*** Begin section ***
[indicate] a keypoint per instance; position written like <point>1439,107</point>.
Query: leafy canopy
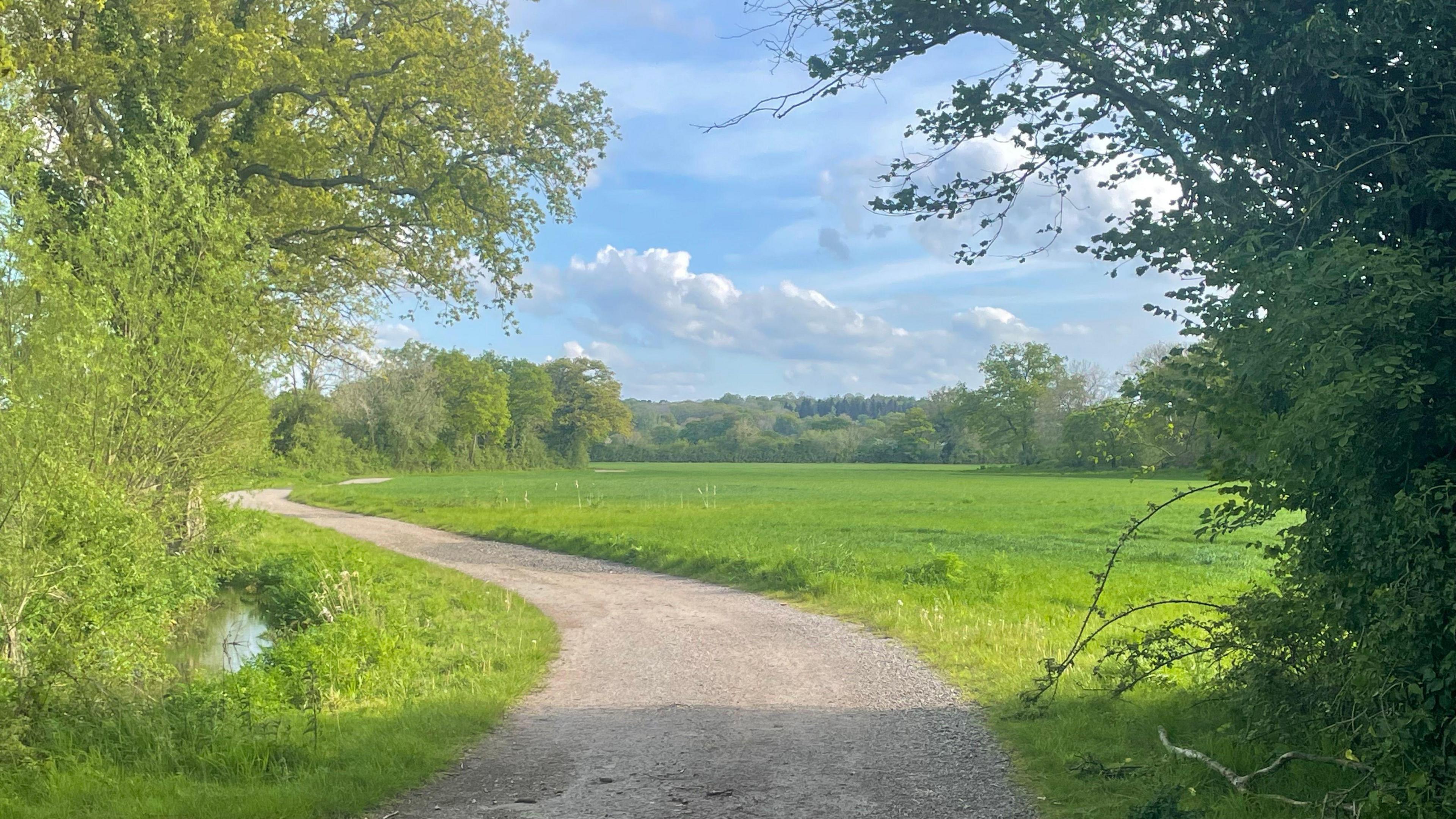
<point>1312,151</point>
<point>381,146</point>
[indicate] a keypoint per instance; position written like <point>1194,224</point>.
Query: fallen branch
<point>1241,783</point>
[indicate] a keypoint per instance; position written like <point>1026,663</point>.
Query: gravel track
<point>676,698</point>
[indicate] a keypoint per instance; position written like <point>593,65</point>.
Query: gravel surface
<point>675,698</point>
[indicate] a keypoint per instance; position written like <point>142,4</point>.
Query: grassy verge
<point>985,572</point>
<point>383,670</point>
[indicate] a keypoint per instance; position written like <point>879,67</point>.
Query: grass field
<point>411,664</point>
<point>867,543</point>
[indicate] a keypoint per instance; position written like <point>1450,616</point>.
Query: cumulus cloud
<point>394,334</point>
<point>656,299</point>
<point>835,244</point>
<point>992,323</point>
<point>609,355</point>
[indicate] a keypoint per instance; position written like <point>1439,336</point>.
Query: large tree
<point>381,146</point>
<point>1312,148</point>
<point>589,407</point>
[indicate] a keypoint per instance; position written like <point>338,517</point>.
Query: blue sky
<point>743,260</point>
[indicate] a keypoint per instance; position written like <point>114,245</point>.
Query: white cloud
<point>835,244</point>
<point>394,334</point>
<point>609,355</point>
<point>992,323</point>
<point>653,299</point>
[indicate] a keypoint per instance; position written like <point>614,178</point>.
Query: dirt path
<point>678,698</point>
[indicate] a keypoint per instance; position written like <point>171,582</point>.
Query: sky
<point>745,260</point>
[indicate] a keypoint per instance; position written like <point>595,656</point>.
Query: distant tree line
<point>1034,407</point>
<point>420,407</point>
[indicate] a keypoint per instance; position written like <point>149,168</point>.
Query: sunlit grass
<point>857,541</point>
<point>424,670</point>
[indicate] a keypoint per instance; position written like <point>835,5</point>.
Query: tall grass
<point>383,668</point>
<point>985,572</point>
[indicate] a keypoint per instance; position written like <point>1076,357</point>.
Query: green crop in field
<point>985,572</point>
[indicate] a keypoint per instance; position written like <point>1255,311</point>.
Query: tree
<point>379,146</point>
<point>133,339</point>
<point>397,410</point>
<point>589,407</point>
<point>532,403</point>
<point>1311,149</point>
<point>475,397</point>
<point>1018,380</point>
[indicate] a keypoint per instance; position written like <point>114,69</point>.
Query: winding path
<point>675,698</point>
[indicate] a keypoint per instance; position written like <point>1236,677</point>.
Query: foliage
<point>842,540</point>
<point>950,426</point>
<point>129,381</point>
<point>589,407</point>
<point>410,665</point>
<point>411,145</point>
<point>1310,149</point>
<point>426,409</point>
<point>193,197</point>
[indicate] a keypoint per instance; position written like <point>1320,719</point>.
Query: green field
<point>413,664</point>
<point>864,543</point>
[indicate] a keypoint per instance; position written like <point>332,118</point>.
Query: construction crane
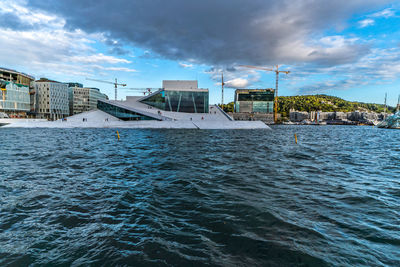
<point>398,104</point>
<point>277,71</point>
<point>114,83</point>
<point>141,90</point>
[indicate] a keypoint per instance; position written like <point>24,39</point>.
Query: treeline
<point>324,103</point>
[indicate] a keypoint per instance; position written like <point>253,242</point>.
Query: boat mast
<point>384,113</point>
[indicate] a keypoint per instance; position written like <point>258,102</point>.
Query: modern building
<point>16,88</point>
<point>15,99</point>
<point>16,77</point>
<point>179,96</point>
<point>83,99</point>
<point>52,99</point>
<point>254,100</point>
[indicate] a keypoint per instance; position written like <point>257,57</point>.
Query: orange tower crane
<point>277,71</point>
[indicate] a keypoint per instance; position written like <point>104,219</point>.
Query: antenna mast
<point>222,87</point>
<point>384,113</point>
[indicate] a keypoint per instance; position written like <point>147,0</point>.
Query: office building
<point>52,99</point>
<point>254,100</point>
<point>83,99</point>
<point>16,93</point>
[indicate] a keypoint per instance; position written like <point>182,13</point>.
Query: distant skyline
<point>349,49</point>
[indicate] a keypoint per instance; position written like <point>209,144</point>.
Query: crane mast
<point>222,88</point>
<point>114,83</point>
<point>277,71</point>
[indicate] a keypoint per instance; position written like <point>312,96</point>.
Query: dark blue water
<point>192,197</point>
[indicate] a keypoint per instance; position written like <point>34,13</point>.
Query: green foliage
<point>324,103</point>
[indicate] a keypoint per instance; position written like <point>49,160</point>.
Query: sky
<point>349,49</point>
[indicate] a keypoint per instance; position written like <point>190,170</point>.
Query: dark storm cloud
<point>11,21</point>
<point>222,32</point>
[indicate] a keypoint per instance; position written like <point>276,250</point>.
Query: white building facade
<point>84,99</point>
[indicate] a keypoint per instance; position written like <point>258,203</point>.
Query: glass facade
<point>180,101</point>
<point>14,97</point>
<point>121,113</point>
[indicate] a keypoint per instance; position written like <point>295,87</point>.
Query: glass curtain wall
<point>16,97</point>
<point>121,113</point>
<point>180,101</point>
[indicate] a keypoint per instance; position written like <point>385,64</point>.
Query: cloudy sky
<point>347,48</point>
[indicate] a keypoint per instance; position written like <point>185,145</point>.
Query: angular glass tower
*** End section ***
- _Work order_
All of the records must come back exactly as they stand, minus every picture.

- _The completed task_
[indicate] a keypoint per instance; position written like <point>1439,107</point>.
Query: leafy canopy
<point>1312,151</point>
<point>381,146</point>
[indicate] a keypoint per instance; position written like <point>1194,224</point>.
Query: fallen branch
<point>1241,783</point>
[indicate] a keypoint per instance; position written like <point>1026,663</point>.
Query: gravel track
<point>676,698</point>
[indicate] a keypoint per instance; position written like <point>593,65</point>.
Query: gravel surface
<point>675,698</point>
[indicate] a keypoint per instance; position written like <point>142,4</point>.
Query: grassy verge
<point>985,572</point>
<point>383,670</point>
[indicate] a keypoint per instance; position written like <point>879,67</point>.
Query: grass field
<point>411,664</point>
<point>867,543</point>
[indicate] a keypoint per instance; position written like <point>1450,616</point>.
Query: cumulus cloud
<point>394,334</point>
<point>656,299</point>
<point>835,244</point>
<point>992,323</point>
<point>609,355</point>
[indicate] a keypoint per instance; position written like <point>1439,336</point>.
Query: large tree
<point>381,146</point>
<point>1312,148</point>
<point>589,407</point>
[indicate] a keypoint per instance; position written like <point>338,517</point>.
Query: blue sky
<point>743,260</point>
[indicate] a keypoint per instance; position written like <point>114,245</point>.
Query: white cloud
<point>835,244</point>
<point>394,334</point>
<point>609,355</point>
<point>992,323</point>
<point>653,299</point>
[indicate] a keypoint per instance; position written like <point>614,178</point>.
Query: dirt path
<point>678,698</point>
[indicate] a keypoint per instance; position written like <point>171,582</point>.
Query: sky
<point>745,260</point>
[indicate] a keypoint per instance; position written like <point>595,656</point>.
Query: distant tree line
<point>1034,407</point>
<point>420,407</point>
[indicate] a keypoint per instance; position written like <point>149,168</point>.
Query: sunlit grass
<point>857,541</point>
<point>424,670</point>
[indicate] a keypoint per instance; position written like <point>835,5</point>.
Query: tall grass
<point>383,668</point>
<point>985,572</point>
[indicate] a keypoint per instance; position written like <point>1076,357</point>.
Query: green crop in field
<point>985,572</point>
[indicate] a keypoint per instance; position written like <point>1255,311</point>.
Query: tree
<point>379,146</point>
<point>133,339</point>
<point>397,410</point>
<point>589,407</point>
<point>532,403</point>
<point>1311,149</point>
<point>475,397</point>
<point>1018,380</point>
[indicate] a keypoint per instance; position written like <point>114,69</point>.
Query: winding path
<point>675,698</point>
[indicate] a keypoint per instance; position written like <point>1236,677</point>.
Query: foliage
<point>842,540</point>
<point>950,426</point>
<point>129,381</point>
<point>589,407</point>
<point>410,665</point>
<point>411,145</point>
<point>1310,149</point>
<point>426,409</point>
<point>193,197</point>
[indicate] a keypoint per instance; position written like <point>1320,719</point>.
Query: green field
<point>413,664</point>
<point>864,543</point>
[indicate] a keypoint per instance; position written like <point>332,118</point>.
Query: construction crane
<point>398,104</point>
<point>277,71</point>
<point>114,83</point>
<point>141,90</point>
[indicate] a keypoint per instance; position written like <point>24,39</point>.
Query: treeline
<point>324,103</point>
[indicate] a keypoint per instance; position written like <point>253,242</point>.
Query: boat mast
<point>384,113</point>
[indicate] a keypoint per instance; position written like <point>258,102</point>.
Query: modern building
<point>16,88</point>
<point>15,99</point>
<point>16,77</point>
<point>179,96</point>
<point>83,99</point>
<point>52,99</point>
<point>254,100</point>
[indicate] a keypoint per instance; position written like <point>257,57</point>.
Query: orange tower crane
<point>277,71</point>
[indicate] a keypoint per instance; position written like <point>104,219</point>.
Query: antenna mast
<point>222,87</point>
<point>384,113</point>
[indicate] a keypoint per instance; position written like <point>147,0</point>.
Query: office building
<point>52,99</point>
<point>254,100</point>
<point>83,99</point>
<point>16,93</point>
[indicate] a keypoint per instance; position written like <point>182,13</point>.
Query: distant skyline
<point>349,49</point>
[indicate] a keypoint per instance; position written like <point>209,144</point>.
Query: crane mast
<point>222,88</point>
<point>114,83</point>
<point>277,71</point>
[indicate] a keypoint per instance; position written like <point>312,96</point>.
Query: dark blue water
<point>192,197</point>
[indicate] a keypoint per instance; position written like <point>34,13</point>.
Query: green foliage
<point>324,103</point>
[indicate] a keypoint per instance; position written like <point>49,160</point>.
Query: sky
<point>349,49</point>
[indicate] a keypoint per instance; position written like <point>190,170</point>.
Query: dark storm cloud
<point>11,21</point>
<point>222,32</point>
[indicate] a keypoint per instance; position written like <point>276,250</point>.
Query: white building facade
<point>84,99</point>
[indicate] a keypoint per instance; position written like <point>258,203</point>.
Query: glass facade
<point>180,101</point>
<point>14,97</point>
<point>121,113</point>
[indicate] a keypoint per instance; position written like <point>295,87</point>.
Query: glass curtain wall
<point>16,97</point>
<point>121,113</point>
<point>180,101</point>
[indicate] a keypoint per instance; position written like <point>385,64</point>.
Query: cloudy sky
<point>347,48</point>
[indicate] a keypoint per instance; position written like <point>185,145</point>.
Query: angular glass tower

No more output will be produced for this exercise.